— AVAILABLE DATA —
□ □ □ □

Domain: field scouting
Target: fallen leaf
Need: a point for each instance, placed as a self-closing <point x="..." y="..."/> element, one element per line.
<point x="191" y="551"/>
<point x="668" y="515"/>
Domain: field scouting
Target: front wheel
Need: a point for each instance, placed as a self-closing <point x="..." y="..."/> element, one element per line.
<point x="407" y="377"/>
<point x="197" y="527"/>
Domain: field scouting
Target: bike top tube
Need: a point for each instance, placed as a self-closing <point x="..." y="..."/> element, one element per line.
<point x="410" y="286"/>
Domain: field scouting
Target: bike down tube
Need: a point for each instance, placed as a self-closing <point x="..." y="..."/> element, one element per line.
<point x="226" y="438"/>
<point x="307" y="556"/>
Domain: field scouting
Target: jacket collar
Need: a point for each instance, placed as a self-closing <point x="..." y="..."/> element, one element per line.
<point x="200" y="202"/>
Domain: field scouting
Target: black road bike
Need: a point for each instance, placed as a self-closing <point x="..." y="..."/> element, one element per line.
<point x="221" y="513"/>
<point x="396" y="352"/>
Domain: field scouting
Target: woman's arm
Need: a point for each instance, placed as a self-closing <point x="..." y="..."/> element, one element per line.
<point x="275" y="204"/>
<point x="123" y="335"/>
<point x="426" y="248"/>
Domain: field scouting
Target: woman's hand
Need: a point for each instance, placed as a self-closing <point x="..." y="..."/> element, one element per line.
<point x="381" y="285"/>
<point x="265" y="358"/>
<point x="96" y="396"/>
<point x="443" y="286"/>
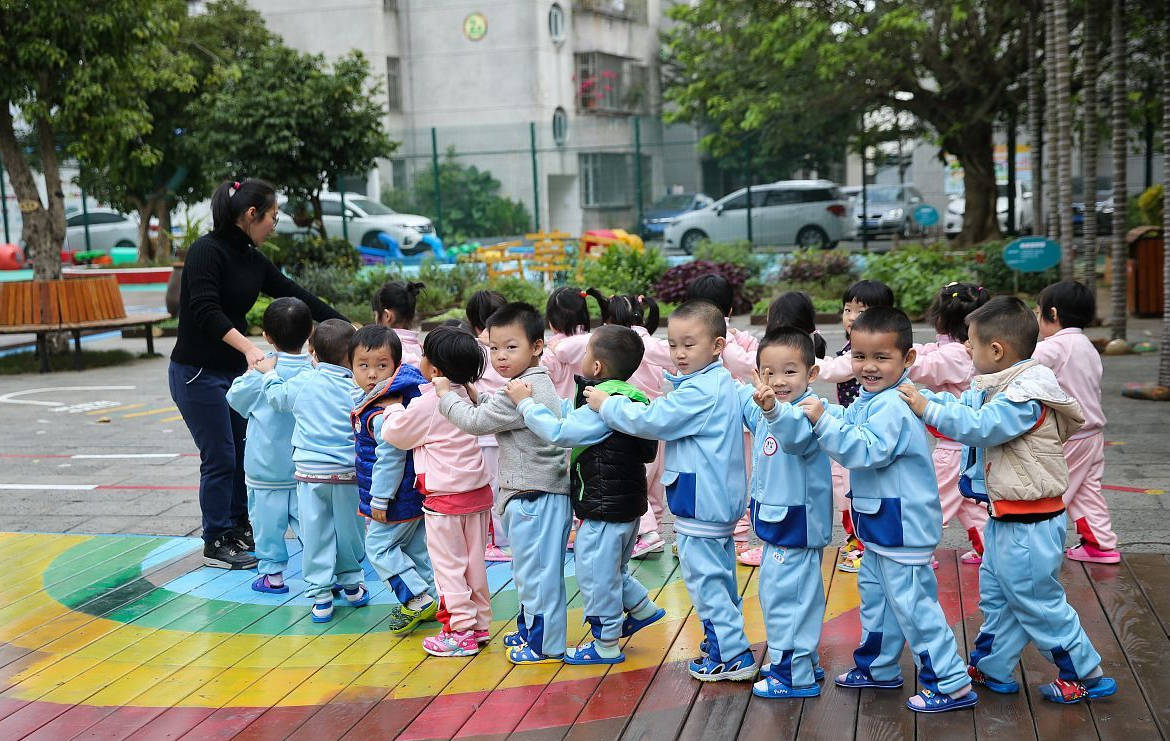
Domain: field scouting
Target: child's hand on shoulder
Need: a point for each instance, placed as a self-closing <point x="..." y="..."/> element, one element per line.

□ □ □ □

— TASK INSTRUCTIONS —
Take every line above that includes "woman" and list it.

— RESPONSE —
Target: woman's arm
Target: woman's hand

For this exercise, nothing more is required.